Document section >>
--------

Here’s a reason to feel cheerful – the world is full of Good Samaritans

good coffee

(Nathan Lemon, Unsplash)

This article is brought to you thanks to the collaboration of The European Sting with the World Economic Forum.

Author: Kate Whiting, Senior Writer, Formative Content


While some cities are experimenting with smart ways to tackle crime, a new study has found a more old-fashioned method is still proving effective in the United Kingdom, the Netherlands and South Africa.

Citizens are stepping in to help victims and see off those who start fights in public, according to researchers, who studied hours of CCTV footage from inner-city areas in Lancaster, Amsterdam and Cape Town.

In 91% of cases, at least one bystander intervened to break up an aggressive argument or assault by either blocking or pulling the aggressor away, gesturing for them to calm down, or consoling the victim.

Image: Lancaster University

Psychologist and the study’s lead author, Dr Richard Philpot, said the team’s findings overturned the conventional wisdom that, in emergencies, bystanders do nothing.

“The fact that bystanders are much more active than we think is a positive and reassuring story for potential victims of violence and the public as a whole. We need to develop crime prevention efforts which build on the willingness of bystanders to intervene.”

The ‘bystander effect’

The study looked at 219 video recordings of arguments and assaults and found that, contrary to the “bystander effect” theory – which suggests people are less likely to step in to help if others are present – victims were actually more likely to be helped when there were more bystanders present.

Rates of intervention were the same across all three cities, even though Cape Town’s inner city was perceived to be less safe.

The researchers concluded: “We argue that it is time for psychology to change the narrative away from an absence of help and toward a new understanding of what makes intervention successful or unsuccessful.”

--------

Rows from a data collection
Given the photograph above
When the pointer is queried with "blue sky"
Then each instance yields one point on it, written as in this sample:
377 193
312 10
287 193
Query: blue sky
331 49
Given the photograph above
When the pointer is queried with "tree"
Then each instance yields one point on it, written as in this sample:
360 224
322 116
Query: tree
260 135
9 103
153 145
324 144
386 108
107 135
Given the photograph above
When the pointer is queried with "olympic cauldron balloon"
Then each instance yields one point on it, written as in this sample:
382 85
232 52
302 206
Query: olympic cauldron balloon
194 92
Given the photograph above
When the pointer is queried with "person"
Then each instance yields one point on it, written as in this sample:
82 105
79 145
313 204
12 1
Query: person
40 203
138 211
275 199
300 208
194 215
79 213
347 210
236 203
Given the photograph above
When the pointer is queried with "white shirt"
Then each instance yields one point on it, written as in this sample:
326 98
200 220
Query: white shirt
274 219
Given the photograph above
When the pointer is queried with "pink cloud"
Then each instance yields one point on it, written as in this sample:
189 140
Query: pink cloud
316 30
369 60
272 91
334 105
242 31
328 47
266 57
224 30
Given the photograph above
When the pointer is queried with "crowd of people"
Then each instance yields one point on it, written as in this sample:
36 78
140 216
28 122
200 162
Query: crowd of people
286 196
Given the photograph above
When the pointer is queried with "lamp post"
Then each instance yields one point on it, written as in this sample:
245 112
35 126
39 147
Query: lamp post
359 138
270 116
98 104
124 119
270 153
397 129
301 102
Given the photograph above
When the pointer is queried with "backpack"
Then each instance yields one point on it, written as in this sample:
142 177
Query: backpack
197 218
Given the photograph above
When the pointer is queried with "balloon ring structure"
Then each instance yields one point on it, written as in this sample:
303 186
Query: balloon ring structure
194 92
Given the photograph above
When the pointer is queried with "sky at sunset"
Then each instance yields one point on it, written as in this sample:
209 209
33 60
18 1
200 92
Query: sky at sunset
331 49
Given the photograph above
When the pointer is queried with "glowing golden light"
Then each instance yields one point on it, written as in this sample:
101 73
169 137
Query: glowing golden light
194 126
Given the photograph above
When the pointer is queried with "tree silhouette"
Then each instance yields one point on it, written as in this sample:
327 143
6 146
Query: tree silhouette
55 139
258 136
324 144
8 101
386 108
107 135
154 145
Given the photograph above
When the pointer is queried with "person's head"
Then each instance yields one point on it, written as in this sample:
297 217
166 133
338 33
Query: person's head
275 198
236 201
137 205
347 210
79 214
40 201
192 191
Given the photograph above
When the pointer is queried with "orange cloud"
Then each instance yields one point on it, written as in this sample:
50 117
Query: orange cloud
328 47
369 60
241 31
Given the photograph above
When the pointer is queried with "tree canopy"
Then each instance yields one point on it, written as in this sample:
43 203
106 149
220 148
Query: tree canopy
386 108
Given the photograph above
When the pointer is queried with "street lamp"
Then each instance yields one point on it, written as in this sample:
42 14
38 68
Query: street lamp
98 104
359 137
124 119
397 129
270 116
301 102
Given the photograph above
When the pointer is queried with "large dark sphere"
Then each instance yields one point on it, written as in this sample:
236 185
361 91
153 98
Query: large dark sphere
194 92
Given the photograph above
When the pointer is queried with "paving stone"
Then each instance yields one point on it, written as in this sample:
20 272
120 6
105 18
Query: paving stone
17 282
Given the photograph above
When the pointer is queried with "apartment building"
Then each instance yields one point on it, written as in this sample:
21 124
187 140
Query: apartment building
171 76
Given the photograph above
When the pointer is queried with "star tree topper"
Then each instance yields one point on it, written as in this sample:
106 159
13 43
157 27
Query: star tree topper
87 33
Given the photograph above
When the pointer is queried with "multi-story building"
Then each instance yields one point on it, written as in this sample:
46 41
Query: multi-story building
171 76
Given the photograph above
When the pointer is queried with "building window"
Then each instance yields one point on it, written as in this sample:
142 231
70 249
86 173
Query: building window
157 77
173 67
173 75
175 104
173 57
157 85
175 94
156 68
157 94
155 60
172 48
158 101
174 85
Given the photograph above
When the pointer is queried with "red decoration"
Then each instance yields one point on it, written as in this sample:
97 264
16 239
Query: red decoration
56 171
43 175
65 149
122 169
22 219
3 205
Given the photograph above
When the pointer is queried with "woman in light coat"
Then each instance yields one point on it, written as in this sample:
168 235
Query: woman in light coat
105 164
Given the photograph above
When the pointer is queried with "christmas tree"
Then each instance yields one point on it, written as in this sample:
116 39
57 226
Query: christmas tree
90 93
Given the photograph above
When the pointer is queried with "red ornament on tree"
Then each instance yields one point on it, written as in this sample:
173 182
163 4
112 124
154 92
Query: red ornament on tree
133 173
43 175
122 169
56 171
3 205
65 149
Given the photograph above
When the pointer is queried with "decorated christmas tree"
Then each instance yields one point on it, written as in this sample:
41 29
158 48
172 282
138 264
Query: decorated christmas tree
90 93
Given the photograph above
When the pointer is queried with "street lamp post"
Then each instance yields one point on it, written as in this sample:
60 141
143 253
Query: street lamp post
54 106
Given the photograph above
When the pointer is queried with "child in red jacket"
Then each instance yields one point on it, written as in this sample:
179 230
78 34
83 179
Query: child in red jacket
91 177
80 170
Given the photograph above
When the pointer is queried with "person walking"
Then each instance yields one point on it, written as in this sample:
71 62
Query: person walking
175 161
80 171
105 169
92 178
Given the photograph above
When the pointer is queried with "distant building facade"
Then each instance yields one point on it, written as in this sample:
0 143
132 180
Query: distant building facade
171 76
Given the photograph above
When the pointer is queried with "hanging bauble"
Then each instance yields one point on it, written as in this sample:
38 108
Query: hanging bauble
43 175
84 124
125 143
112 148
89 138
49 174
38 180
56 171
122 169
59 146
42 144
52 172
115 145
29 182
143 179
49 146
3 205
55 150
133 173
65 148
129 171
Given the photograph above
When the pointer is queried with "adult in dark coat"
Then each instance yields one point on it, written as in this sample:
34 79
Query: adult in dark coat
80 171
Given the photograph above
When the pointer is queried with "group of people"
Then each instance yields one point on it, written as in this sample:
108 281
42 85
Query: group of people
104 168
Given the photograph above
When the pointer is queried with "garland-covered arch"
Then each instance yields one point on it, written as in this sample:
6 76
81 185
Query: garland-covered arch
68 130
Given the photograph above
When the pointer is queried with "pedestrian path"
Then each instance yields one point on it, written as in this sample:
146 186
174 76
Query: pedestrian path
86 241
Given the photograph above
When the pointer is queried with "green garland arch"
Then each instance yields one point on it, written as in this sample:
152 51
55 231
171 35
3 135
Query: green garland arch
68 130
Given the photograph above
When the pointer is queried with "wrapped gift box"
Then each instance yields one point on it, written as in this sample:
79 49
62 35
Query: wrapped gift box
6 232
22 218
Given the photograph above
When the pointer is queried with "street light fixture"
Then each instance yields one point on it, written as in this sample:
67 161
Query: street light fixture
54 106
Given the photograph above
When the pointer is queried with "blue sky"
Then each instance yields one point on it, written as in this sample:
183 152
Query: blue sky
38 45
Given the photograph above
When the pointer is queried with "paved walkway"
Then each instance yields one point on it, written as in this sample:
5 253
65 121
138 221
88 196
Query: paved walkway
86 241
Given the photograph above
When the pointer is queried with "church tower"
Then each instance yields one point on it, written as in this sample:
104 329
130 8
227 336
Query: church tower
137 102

--------

Complete the following >>
(1) In the bystander article, condense the paragraph beginning "The study looked at 219 video recordings" into a shorter version that keeps its main facts.
(2) Translate this sentence from the bystander article into Spanish: "Rates of intervention were the same across all three cities, even though Cape Town’s inner city was perceived to be less safe."
(3) According to the bystander article, in what percentage of cases did at least one bystander intervene?
These rows were taken from a separate source.

Answers per task >>
(1) The study reviewed 219 recordings of arguments and assaults. Contrary to the "bystander effect" theory, which holds that people are less likely to help when others are present, it found that victims were more likely to be helped when more bystanders were around.

(2) Las tasas de intervención fueron las mismas en las tres ciudades, aunque el centro de Ciudad del Cabo se percibía como menos seguro.

(3) 91%